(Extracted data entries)
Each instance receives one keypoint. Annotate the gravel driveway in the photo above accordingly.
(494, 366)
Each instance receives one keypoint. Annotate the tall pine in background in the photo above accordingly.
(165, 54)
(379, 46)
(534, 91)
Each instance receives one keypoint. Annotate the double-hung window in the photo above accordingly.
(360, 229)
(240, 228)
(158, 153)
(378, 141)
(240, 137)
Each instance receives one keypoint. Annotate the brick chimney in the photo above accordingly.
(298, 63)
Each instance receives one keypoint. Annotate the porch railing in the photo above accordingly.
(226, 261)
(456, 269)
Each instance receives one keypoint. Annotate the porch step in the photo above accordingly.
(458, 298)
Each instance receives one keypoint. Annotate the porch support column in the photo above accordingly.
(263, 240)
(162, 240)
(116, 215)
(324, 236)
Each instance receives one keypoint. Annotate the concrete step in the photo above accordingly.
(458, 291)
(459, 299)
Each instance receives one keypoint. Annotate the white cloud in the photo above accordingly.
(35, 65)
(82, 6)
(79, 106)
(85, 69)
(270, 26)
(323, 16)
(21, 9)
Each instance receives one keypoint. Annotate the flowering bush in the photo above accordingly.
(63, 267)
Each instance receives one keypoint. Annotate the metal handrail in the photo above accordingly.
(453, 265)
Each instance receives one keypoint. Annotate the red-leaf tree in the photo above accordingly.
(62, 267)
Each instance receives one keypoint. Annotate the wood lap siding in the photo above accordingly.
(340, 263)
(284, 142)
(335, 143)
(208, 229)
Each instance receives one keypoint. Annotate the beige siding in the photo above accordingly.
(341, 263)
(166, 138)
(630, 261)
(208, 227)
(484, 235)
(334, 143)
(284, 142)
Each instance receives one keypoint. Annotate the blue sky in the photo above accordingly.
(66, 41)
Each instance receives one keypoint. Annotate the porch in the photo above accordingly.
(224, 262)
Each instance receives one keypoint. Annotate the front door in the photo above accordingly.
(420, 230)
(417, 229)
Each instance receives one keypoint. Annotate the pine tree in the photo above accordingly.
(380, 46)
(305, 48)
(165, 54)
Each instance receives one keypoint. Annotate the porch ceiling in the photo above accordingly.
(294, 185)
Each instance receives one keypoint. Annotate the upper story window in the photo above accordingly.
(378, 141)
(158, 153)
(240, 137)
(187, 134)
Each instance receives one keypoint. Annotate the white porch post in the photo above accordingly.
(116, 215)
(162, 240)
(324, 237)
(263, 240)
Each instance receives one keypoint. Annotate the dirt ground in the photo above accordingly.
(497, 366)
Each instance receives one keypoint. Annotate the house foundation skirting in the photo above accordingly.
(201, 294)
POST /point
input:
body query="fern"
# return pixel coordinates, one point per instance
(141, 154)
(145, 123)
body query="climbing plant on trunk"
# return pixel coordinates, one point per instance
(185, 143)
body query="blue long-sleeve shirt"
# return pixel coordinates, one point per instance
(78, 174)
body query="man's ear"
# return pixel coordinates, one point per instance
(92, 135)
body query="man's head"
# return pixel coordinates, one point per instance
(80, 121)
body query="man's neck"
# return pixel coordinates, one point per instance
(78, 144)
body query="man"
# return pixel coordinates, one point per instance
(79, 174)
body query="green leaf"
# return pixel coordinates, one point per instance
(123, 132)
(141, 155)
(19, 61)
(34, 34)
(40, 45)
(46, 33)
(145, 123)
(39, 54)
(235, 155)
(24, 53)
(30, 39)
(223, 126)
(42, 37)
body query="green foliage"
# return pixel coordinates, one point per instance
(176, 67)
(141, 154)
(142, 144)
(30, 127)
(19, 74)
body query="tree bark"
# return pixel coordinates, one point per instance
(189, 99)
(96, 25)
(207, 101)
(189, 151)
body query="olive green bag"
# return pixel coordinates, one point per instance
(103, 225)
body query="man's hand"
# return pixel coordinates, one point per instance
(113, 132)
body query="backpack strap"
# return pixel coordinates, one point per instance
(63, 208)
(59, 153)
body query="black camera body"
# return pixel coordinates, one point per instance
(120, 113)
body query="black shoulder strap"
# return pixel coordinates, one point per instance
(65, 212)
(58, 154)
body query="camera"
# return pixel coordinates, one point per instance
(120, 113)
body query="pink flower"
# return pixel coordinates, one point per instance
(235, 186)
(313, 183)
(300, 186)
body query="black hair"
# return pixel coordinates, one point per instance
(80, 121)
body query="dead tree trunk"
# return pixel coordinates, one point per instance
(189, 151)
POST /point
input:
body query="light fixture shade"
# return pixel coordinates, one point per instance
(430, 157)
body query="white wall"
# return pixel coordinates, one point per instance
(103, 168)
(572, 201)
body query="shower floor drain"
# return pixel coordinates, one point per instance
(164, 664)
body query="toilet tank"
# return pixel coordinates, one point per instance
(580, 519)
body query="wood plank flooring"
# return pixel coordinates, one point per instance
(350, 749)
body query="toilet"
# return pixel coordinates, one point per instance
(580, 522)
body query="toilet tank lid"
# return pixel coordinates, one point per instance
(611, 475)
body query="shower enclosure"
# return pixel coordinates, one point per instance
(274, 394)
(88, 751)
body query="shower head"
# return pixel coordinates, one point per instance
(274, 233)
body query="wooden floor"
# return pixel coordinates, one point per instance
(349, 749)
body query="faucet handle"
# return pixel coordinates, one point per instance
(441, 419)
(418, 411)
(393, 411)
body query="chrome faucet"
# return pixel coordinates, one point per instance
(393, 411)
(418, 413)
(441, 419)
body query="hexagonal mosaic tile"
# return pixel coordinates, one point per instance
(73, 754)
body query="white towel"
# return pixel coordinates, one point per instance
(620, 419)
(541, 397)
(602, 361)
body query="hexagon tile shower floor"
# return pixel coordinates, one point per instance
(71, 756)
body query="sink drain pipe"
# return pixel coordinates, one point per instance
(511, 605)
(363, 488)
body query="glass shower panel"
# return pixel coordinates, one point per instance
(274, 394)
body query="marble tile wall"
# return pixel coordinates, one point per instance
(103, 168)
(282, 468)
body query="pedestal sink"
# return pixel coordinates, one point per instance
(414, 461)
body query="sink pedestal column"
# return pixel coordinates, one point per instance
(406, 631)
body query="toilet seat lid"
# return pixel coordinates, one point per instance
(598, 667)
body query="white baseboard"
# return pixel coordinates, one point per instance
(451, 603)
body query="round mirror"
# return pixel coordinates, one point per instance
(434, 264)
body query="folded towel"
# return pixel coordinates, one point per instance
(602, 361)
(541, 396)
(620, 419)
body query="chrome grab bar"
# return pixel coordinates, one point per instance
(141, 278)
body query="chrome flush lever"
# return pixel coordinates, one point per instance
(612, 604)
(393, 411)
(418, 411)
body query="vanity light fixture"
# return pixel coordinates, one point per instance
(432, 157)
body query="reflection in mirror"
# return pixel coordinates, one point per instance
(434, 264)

> [TASK TO COMPLETE]
Would you transcribe the entries above exactly as they appear?

> [TASK RESPONSE]
Each instance receives one keypoint. Annotate the gravel driveway in the photo above accordingly.
(494, 366)
Each instance receives one keypoint. Annotate the tall pine in background in the photo above accordingly.
(165, 54)
(379, 46)
(534, 91)
Each instance receives one keypoint. Annotate the double-hung window in the photo above accordingly.
(360, 229)
(240, 228)
(158, 153)
(378, 141)
(240, 137)
Each instance receives one keypoint. Annotate the brick chimney in the photo above accordingly.
(298, 63)
Each instance receives one keypoint. Annotate the porch railing in the photo above accordingly.
(226, 261)
(456, 269)
Each instance receives one keypoint. Annotate the porch step in the photo above accordingly.
(458, 298)
Each instance receives one keypoint. Annotate the porch support column in the photo above accordingly.
(263, 240)
(162, 240)
(116, 215)
(324, 236)
Each instance receives one keypoint. Annotate the concrete step in the photo above accordingly.
(458, 291)
(459, 299)
Each instance receives one keypoint. Annotate the white cloud in the photo above accordingly.
(35, 65)
(82, 6)
(79, 106)
(85, 69)
(270, 26)
(323, 16)
(21, 9)
Each instance receives one keypoint. Annotate the flowering bush in the photo above accordingly.
(63, 267)
Each instance receives one keypoint. Annotate the metal handrail in the photo above accordingly.
(453, 265)
Each instance receives one keypoint. Annotate the red-leaf tree in the photo above accordingly.
(62, 267)
Each instance receives one keypoint. Annotate the wood lap siding in the photo above accordingly.
(340, 263)
(284, 142)
(335, 143)
(208, 229)
Each instance receives one keypoint. Annotate the beige siding in the photo above accordingly.
(341, 263)
(166, 138)
(630, 261)
(208, 227)
(484, 235)
(334, 143)
(284, 142)
Each instance receives one keypoint. Annotate the blue sky in the photo above accordingly.
(66, 41)
Each instance receives one keypoint. Annotate the porch in the photo above accordingly.
(224, 262)
Each instance receives one keypoint. Annotate the front door in the photo above accordingly.
(420, 230)
(417, 229)
Each instance receives one keypoint. Annotate the pine tree in the photo above accordingly.
(380, 46)
(305, 48)
(165, 54)
Each instance receives one keypoint. Annotate the porch ceiling in the photo above accordingly.
(294, 185)
Each instance receives one keypoint. Annotate the upper story window in the photo above accordingly.
(378, 141)
(158, 153)
(240, 137)
(187, 134)
Each instance receives one keypoint. Annotate the white porch post in the photo above accordingly.
(116, 215)
(162, 240)
(324, 237)
(263, 240)
Each instance receives one keypoint. Annotate the dirt ground in the photo above accordingly.
(497, 366)
Each instance receives one keypoint. Annotate the house foundation skirting in the photo above accordingly.
(201, 294)
POST /point
input:
body query="fern"
# return pixel coordinates, one point per instance
(141, 154)
(145, 123)
body query="climbing plant on trunk"
# return pixel coordinates, one point per instance
(185, 143)
body query="blue long-sleeve shirt"
# return pixel coordinates, one point per instance
(78, 174)
body query="man's ear"
# return pixel coordinates, one point per instance
(92, 135)
body query="man's head"
# return pixel coordinates, one point per instance
(80, 121)
body query="man's neck"
# return pixel coordinates, one point per instance
(78, 144)
body query="man"
# return pixel coordinates, one point per instance
(79, 174)
body query="green leaf"
# return pixel coordinates, one point per instance
(123, 132)
(141, 155)
(19, 61)
(34, 34)
(40, 45)
(46, 33)
(145, 123)
(39, 54)
(235, 155)
(24, 53)
(30, 39)
(223, 126)
(42, 37)
body query="green foliage"
# return pixel coordinates, one point per instance
(176, 67)
(141, 154)
(142, 144)
(30, 127)
(19, 74)
body query="tree bark"
# return pixel coordinates, one point per instance
(189, 99)
(96, 25)
(207, 101)
(189, 151)
body query="olive green bag"
# return pixel coordinates, one point per instance
(103, 225)
body query="man's hand"
# return pixel coordinates, one point per instance
(113, 132)
body query="backpack strap"
# return pixel coordinates, one point per instance
(63, 208)
(59, 153)
body query="black camera body"
# return pixel coordinates, one point per instance
(120, 113)
body query="black shoulder strap"
# return pixel coordinates, one point per instance
(65, 212)
(58, 154)
body query="camera"
# return pixel coordinates, one point per instance
(120, 113)
body query="pink flower"
# return pixel coordinates, one point per instance
(235, 186)
(313, 183)
(300, 186)
body query="black hair"
# return pixel coordinates, one point per instance
(80, 121)
body query="dead tree trunk"
# return pixel coordinates, one point per instance
(189, 151)
POST /point
input:
body query="light fixture shade"
# return pixel coordinates, one point per instance
(430, 157)
body query="white wall"
# return pixel coordinates, one point per instance
(103, 168)
(572, 201)
body query="shower floor drain"
# return pixel coordinates, one point per instance
(164, 664)
body query="toilet tank"
# return pixel coordinates, one point per instance
(580, 519)
body query="wood plank flooring"
# return pixel coordinates, one point per instance
(350, 749)
body query="toilet"
# return pixel coordinates, one point per instance
(580, 522)
body query="toilet tank lid"
# return pixel coordinates, one point per instance
(611, 475)
body query="shower enclosure"
# return pixel coordinates, one point per instance
(274, 394)
(88, 751)
body query="shower head"
# return pixel coordinates, one point per instance
(274, 233)
body query="wooden floor"
# return pixel coordinates, one point per instance
(349, 749)
body query="faucet handle"
# return pixel coordinates, one point per instance
(441, 419)
(418, 411)
(393, 411)
body query="chrome faucet"
# return pixel coordinates, one point per instance
(393, 411)
(418, 413)
(441, 419)
body query="hexagonal mosaic tile"
# return pixel coordinates, one point per instance
(73, 754)
body query="white towel"
# return pixel coordinates, one point per instance
(620, 419)
(541, 397)
(602, 361)
body query="hexagon tile shower floor"
# return pixel coordinates, one point per instance
(71, 756)
body query="sink drain pipe"
# return pixel coordinates, one point per instance
(511, 605)
(363, 488)
body query="glass shower panel"
# return pixel coordinates, one point per instance
(274, 394)
body query="marble tile wall"
# return pixel coordinates, one point per instance
(103, 168)
(282, 468)
body query="pedestal sink"
# return pixel coordinates, one point per instance
(414, 461)
body query="sink pedestal column"
# return pixel coordinates, one point per instance
(406, 631)
body query="toilet seat lid"
# return pixel coordinates, one point per instance
(598, 667)
body query="white baseboard"
# return pixel coordinates, one point per instance
(451, 603)
body query="round mirror"
# return pixel coordinates, one point per instance
(434, 264)
body query="folded towel"
# return pixel coordinates, one point per instance
(602, 361)
(541, 396)
(620, 419)
body query="chrome grab bar"
# return pixel coordinates, one point per instance
(141, 278)
body query="chrome flush lever"
# return pixel coordinates, one point per instance
(612, 604)
(393, 411)
(418, 411)
body query="vanity light fixture"
# return pixel coordinates, one point per instance
(432, 157)
body query="reflection in mirror"
# return pixel coordinates, one point per instance
(434, 264)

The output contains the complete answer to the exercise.